--- TASK DIRECTIONS ---
Rewrite every line of the data below, including the requests, and shift each pixel coordinate in the answers by adding 36 to it. Leave the pictures out.
===============
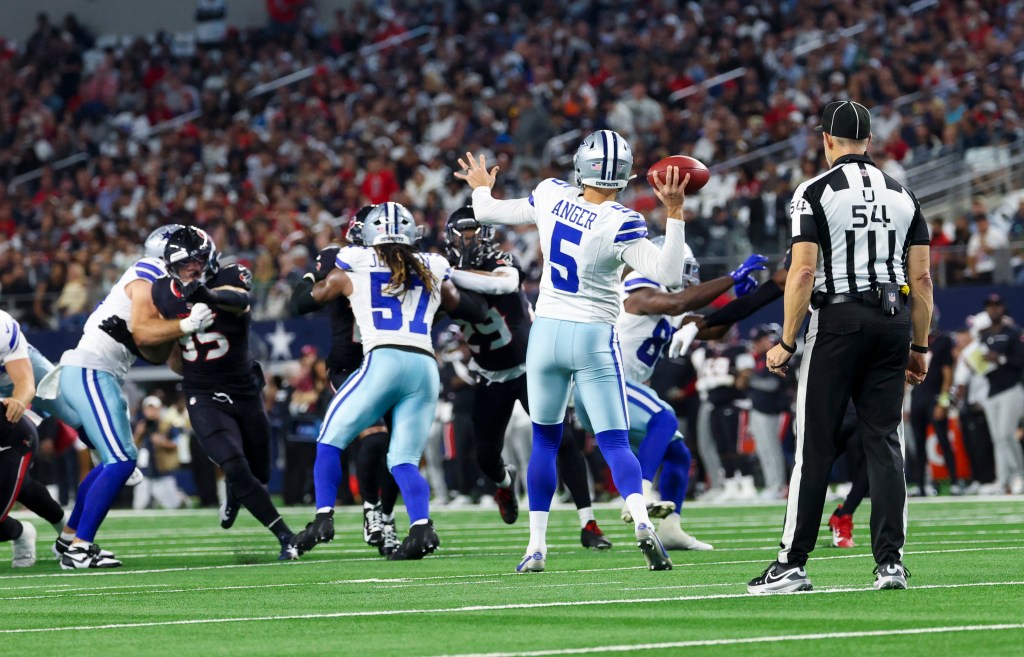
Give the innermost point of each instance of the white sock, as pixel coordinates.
(638, 507)
(59, 525)
(538, 532)
(586, 515)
===============
--- PROBLEM SOLUTION ---
Give the innermost point of each instance of the white sock, as pixel coordinates.
(674, 543)
(95, 561)
(574, 568)
(622, 551)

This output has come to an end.